◆ EXERCISE DIRECTIONS ◆
Locate every line in the records below that contains the string "pink", and copy each such line. Case counts: treat uppercase and lowercase letters as distinct.

◆ LISTED ENTRIES ◆

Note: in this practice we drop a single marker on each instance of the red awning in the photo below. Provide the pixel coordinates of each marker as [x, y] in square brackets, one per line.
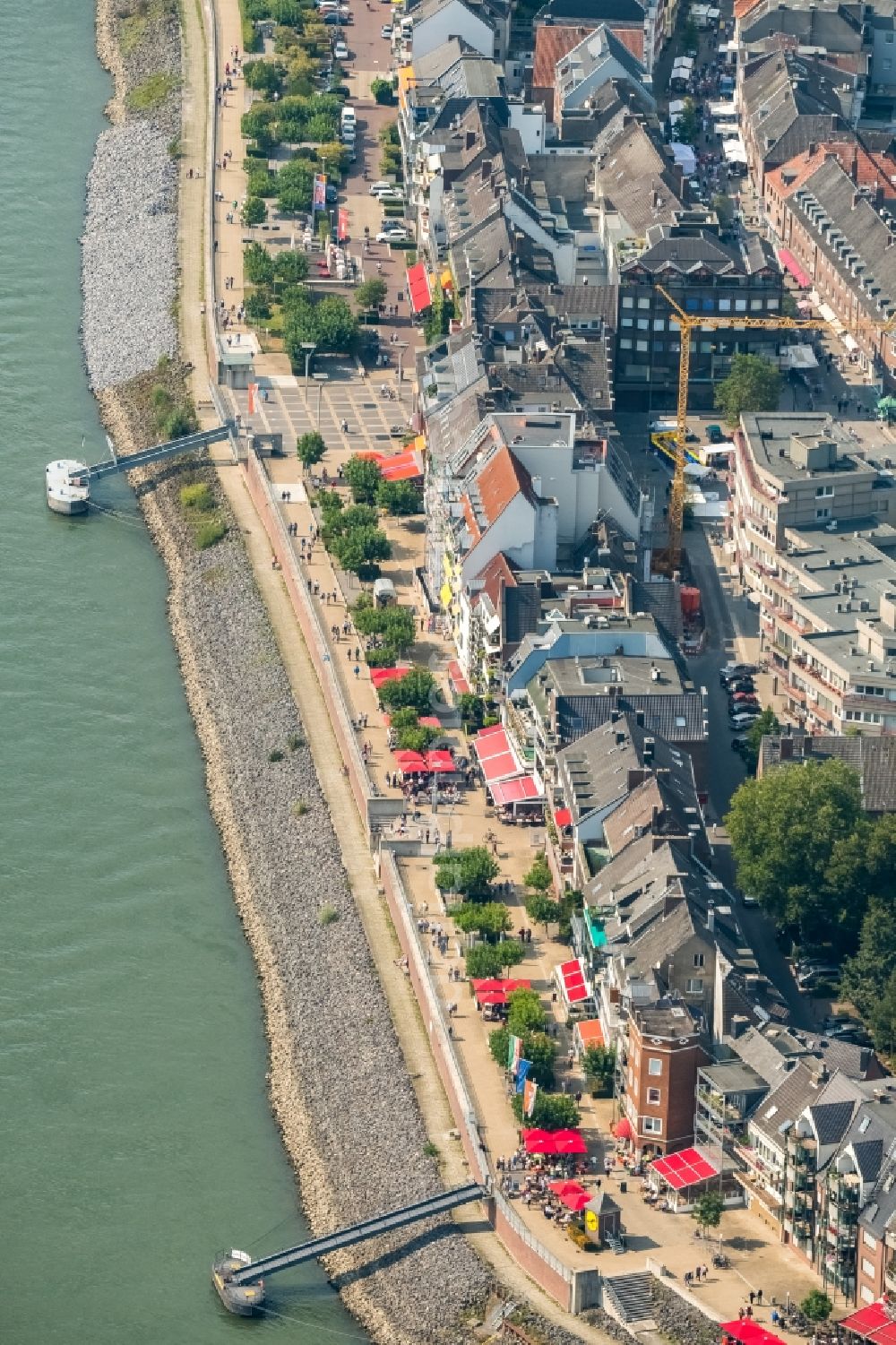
* * *
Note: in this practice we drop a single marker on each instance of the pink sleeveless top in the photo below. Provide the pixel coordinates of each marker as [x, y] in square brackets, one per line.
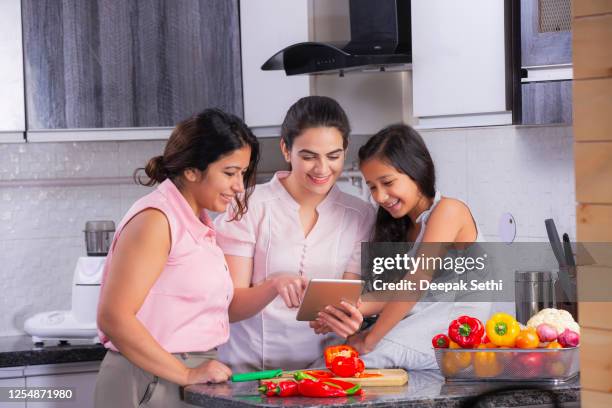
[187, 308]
* * *
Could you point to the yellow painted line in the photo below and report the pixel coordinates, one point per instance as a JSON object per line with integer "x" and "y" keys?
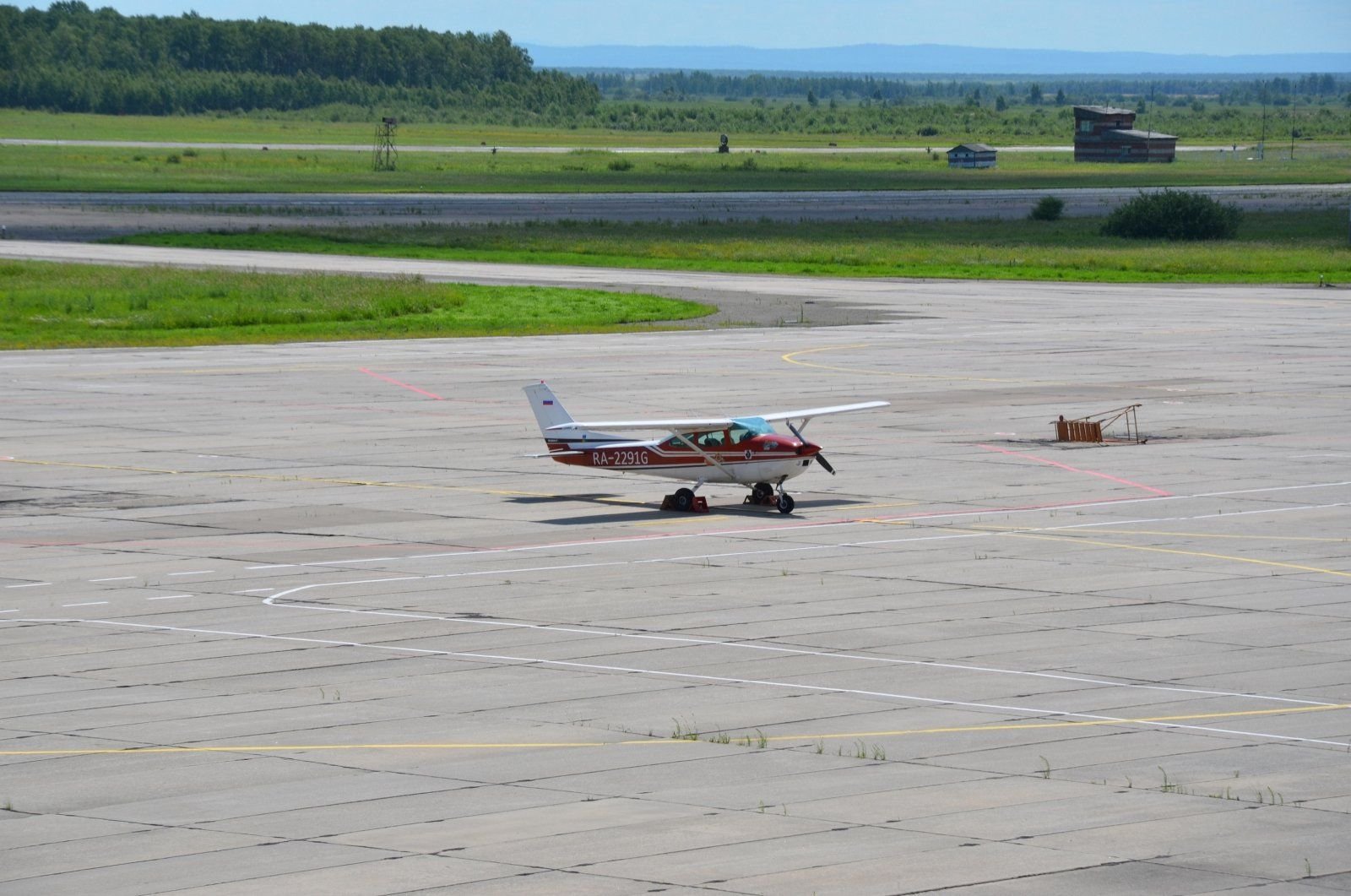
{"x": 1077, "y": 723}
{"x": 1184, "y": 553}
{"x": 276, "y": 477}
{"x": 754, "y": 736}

◆ SOLVED EXERCISE ◆
Note: in this practice we drop a single marker on each instance of the pink sleeveless top in the photo below. Provide the pixel coordinates of each marker as [x, y] in square brackets, one per line.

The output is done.